## STATED EXERCISE
Please reproduce the material word for word, starting with the line that contains "Please mark the region of the **wooden" and going on through the line that contains "[[[40,127],[51,127],[51,109],[41,109],[40,120]]]", with both of those lines included.

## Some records
## BEGIN

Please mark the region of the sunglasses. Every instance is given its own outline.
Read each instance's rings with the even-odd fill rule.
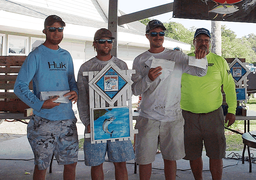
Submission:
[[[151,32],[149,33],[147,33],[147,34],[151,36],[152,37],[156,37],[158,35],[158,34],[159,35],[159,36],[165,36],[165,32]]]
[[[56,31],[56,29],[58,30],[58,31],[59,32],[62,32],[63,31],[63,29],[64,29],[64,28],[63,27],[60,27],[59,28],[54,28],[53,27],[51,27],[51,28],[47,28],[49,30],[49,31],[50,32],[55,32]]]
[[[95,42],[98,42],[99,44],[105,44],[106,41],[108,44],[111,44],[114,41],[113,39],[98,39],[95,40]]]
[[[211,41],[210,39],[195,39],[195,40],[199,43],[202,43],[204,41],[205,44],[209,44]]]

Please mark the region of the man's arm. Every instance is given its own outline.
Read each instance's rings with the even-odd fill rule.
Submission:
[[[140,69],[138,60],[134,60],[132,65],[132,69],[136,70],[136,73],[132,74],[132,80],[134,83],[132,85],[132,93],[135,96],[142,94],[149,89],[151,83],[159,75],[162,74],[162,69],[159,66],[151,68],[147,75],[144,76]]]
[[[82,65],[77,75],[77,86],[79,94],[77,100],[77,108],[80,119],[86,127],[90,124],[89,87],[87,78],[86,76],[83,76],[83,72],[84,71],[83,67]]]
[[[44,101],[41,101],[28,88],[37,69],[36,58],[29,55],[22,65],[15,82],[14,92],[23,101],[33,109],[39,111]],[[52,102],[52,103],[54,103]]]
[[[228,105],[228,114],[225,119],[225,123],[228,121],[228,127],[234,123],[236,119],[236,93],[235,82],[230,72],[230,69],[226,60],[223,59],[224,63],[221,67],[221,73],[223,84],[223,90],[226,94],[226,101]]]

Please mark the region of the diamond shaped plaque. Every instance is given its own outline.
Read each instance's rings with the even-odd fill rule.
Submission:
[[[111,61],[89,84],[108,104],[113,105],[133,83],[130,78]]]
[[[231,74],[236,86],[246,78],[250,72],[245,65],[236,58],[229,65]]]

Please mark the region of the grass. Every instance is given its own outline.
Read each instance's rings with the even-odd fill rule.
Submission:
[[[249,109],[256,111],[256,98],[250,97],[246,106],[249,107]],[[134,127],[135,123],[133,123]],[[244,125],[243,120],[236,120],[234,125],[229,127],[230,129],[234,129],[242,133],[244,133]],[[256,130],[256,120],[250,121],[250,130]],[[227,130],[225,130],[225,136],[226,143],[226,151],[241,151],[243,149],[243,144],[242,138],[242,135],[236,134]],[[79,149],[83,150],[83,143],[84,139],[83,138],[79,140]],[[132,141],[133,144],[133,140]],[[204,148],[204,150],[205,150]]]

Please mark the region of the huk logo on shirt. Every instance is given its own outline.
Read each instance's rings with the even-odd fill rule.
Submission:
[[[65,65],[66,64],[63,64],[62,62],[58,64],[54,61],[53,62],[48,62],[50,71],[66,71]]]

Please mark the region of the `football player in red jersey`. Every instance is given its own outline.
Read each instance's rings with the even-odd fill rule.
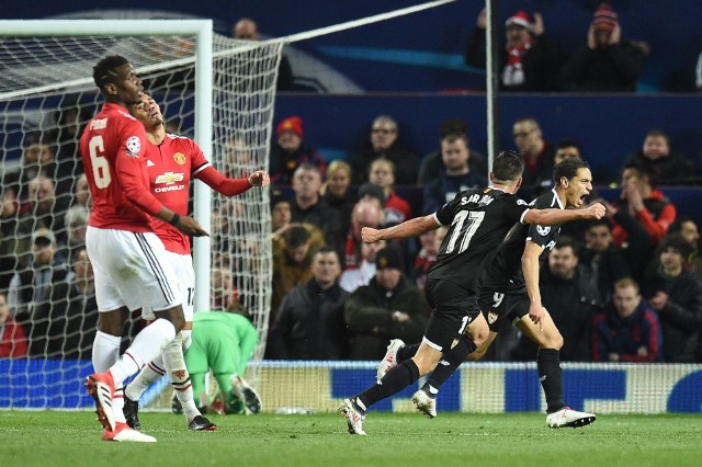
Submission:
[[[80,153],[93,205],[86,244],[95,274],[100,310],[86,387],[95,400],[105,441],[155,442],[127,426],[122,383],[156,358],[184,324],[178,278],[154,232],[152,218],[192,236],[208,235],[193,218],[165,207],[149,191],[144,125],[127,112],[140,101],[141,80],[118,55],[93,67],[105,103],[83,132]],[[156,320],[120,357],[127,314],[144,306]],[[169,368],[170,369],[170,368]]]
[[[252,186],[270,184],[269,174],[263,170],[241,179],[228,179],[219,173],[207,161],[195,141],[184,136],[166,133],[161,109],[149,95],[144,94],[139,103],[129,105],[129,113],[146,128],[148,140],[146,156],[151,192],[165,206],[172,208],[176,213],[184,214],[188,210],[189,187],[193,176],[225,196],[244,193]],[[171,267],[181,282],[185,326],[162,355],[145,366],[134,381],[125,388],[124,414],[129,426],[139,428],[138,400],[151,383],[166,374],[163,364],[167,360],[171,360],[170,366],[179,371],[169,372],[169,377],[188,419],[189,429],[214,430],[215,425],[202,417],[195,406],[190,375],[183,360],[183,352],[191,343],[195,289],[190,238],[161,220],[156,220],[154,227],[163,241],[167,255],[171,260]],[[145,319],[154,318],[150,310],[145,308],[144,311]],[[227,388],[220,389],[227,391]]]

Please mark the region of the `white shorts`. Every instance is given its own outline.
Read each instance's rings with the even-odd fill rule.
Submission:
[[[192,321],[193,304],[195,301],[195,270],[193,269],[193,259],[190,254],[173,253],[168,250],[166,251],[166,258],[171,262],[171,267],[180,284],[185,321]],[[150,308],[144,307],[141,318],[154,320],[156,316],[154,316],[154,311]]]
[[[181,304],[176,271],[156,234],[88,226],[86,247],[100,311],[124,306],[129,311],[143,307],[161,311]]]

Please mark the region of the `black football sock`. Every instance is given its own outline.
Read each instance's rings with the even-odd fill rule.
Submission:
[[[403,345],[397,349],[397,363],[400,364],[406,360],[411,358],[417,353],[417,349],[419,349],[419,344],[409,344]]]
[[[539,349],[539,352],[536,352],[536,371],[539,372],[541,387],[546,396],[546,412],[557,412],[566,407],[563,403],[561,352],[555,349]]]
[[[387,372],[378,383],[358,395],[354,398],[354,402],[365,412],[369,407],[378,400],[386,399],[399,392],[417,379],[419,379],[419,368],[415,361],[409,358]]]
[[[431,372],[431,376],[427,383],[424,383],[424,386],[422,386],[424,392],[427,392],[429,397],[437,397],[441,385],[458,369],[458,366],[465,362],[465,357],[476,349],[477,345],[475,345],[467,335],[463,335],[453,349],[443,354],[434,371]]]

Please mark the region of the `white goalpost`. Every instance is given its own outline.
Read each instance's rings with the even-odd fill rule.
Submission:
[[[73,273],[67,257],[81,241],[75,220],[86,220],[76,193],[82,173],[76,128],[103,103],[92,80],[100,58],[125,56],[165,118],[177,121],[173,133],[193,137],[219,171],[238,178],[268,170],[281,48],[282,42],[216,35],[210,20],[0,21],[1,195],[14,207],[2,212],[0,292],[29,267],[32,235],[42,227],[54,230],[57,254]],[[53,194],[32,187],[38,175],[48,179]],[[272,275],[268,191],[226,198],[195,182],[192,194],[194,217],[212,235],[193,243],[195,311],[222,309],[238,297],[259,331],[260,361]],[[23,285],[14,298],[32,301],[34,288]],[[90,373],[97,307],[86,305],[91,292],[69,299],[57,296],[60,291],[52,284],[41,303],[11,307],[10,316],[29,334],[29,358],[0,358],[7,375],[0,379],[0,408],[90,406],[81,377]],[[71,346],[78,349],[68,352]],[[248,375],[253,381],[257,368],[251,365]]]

## END
## BEGIN

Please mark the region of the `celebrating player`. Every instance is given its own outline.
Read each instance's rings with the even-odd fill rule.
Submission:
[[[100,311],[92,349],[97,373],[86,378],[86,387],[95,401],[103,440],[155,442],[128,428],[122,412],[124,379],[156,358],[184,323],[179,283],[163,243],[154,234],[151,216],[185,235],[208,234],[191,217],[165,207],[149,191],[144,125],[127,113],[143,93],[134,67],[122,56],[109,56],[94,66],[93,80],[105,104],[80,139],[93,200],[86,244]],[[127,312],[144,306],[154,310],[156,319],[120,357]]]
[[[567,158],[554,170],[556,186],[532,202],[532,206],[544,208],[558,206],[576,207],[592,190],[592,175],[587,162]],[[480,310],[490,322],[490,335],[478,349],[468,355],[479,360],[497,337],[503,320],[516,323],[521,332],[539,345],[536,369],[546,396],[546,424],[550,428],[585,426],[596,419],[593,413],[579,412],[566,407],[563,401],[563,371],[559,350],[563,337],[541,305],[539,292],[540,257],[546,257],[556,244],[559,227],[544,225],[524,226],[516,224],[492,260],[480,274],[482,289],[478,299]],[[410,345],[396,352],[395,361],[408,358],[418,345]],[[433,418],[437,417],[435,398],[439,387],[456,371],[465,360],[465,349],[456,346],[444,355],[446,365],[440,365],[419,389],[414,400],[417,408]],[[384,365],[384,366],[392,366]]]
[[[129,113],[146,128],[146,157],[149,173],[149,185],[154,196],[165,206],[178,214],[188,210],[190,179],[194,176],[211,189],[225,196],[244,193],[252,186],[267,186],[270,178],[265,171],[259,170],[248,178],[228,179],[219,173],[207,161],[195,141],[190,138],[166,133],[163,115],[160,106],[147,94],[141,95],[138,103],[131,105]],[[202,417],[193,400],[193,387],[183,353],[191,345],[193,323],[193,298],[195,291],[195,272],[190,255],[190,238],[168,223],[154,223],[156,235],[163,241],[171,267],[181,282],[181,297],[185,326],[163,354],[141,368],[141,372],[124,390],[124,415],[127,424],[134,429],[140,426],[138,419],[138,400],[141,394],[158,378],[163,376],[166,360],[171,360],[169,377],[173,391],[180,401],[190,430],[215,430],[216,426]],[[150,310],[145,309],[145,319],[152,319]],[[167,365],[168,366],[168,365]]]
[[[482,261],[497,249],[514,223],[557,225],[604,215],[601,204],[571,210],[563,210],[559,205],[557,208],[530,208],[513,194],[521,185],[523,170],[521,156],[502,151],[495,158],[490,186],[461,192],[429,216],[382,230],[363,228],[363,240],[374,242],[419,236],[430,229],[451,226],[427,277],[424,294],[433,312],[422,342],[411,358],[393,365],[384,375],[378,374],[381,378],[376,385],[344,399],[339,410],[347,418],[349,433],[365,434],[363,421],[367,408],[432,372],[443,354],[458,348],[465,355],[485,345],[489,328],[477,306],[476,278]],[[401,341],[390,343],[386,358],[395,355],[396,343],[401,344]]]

## END
## BEGIN

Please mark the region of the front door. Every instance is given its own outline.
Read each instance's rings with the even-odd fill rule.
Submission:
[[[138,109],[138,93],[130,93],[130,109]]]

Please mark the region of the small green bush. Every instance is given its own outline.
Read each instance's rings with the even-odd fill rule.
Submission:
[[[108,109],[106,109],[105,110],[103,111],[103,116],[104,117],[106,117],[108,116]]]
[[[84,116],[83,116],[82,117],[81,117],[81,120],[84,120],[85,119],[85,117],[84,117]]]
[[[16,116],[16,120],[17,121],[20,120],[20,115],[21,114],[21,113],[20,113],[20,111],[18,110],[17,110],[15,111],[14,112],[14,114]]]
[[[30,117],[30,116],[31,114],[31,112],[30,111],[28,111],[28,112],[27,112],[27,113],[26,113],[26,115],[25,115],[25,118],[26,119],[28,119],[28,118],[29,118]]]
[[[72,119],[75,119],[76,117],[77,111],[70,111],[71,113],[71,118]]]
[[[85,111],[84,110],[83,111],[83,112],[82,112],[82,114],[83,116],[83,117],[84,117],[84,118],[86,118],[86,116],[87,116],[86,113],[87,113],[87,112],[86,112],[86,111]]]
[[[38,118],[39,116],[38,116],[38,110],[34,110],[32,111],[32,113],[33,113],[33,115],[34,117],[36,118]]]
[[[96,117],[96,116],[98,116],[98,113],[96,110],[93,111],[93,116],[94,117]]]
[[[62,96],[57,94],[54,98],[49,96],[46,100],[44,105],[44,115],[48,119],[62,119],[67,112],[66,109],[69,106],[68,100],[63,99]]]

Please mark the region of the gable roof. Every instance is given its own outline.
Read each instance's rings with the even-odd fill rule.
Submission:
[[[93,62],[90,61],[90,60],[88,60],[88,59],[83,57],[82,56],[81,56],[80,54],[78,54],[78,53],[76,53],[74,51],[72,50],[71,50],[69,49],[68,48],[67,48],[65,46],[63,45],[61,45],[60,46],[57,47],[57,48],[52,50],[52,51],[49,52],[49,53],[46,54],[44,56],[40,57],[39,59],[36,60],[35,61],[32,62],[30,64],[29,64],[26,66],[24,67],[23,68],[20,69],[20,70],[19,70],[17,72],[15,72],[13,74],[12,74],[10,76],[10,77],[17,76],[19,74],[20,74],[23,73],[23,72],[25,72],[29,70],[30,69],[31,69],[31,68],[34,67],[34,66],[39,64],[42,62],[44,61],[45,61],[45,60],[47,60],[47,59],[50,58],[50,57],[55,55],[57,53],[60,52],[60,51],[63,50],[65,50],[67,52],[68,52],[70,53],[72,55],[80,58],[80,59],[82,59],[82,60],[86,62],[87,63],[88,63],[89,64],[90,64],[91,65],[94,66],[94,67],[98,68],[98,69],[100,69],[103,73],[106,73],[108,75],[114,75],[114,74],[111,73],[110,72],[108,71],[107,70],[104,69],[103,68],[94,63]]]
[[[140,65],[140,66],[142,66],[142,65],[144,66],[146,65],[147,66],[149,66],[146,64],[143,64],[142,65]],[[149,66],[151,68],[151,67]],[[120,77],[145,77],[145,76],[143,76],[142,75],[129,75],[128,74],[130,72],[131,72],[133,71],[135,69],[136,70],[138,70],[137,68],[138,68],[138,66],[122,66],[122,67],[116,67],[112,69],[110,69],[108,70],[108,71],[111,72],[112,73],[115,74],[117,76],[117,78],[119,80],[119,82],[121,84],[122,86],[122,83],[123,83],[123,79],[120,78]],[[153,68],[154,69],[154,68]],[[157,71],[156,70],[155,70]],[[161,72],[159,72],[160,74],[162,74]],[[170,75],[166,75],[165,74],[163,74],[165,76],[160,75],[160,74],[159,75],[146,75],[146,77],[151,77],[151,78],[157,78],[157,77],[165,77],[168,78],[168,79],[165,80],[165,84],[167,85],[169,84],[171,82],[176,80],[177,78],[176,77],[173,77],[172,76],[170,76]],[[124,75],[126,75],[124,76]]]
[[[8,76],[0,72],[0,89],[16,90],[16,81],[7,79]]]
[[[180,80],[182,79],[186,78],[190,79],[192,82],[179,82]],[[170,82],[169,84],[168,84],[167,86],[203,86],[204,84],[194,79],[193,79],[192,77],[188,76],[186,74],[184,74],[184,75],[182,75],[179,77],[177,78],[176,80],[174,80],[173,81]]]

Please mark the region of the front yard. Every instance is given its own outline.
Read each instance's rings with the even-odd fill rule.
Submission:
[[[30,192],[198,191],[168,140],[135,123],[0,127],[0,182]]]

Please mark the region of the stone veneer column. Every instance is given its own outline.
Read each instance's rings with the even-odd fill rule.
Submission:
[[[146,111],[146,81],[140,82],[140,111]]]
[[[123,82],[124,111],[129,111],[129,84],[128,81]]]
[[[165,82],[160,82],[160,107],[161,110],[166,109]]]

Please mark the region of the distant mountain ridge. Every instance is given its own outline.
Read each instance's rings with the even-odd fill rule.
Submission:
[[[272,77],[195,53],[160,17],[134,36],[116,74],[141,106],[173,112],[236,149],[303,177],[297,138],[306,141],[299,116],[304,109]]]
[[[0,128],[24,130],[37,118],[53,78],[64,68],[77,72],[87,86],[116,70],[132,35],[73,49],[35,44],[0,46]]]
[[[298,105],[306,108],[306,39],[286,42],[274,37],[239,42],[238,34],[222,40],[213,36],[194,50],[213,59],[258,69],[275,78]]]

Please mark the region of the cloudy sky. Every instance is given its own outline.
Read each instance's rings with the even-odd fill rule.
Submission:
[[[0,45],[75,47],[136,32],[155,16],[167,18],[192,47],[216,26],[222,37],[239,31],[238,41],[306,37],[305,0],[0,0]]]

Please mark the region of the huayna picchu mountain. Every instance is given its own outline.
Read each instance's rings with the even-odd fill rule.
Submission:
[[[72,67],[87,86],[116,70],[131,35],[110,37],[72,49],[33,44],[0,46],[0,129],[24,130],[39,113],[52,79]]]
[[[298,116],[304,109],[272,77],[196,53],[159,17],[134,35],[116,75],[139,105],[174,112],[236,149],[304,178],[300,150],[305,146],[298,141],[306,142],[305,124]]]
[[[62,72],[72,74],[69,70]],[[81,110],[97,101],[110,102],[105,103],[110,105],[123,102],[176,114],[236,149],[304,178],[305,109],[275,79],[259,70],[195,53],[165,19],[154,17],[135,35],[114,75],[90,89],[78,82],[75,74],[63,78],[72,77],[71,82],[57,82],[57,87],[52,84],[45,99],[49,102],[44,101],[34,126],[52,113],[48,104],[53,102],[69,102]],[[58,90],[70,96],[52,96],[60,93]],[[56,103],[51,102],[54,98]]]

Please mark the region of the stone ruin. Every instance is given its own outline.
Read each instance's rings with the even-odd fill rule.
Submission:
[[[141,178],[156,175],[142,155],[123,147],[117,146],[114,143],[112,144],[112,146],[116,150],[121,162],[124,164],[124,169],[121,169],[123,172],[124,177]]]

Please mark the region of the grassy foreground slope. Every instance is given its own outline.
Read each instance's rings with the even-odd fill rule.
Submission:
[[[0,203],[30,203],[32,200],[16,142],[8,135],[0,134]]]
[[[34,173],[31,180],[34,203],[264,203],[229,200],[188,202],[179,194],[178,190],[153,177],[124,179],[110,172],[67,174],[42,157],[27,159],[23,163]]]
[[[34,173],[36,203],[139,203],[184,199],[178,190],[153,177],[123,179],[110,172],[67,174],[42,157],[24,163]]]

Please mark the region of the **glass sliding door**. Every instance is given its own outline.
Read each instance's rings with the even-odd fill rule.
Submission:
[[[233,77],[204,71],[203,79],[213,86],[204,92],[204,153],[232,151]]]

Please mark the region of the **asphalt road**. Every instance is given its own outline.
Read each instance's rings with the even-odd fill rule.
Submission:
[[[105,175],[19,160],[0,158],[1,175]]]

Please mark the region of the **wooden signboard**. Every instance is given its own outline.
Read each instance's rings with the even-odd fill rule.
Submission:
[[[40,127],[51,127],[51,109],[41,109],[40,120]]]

## END

## EXERCISE ANSWER
Please mark the region of the **wooden signboard**. Every instance is given its own outline.
Read each instance's rings with the even-odd fill rule.
Submission:
[[[40,127],[51,127],[51,109],[41,109],[40,120]]]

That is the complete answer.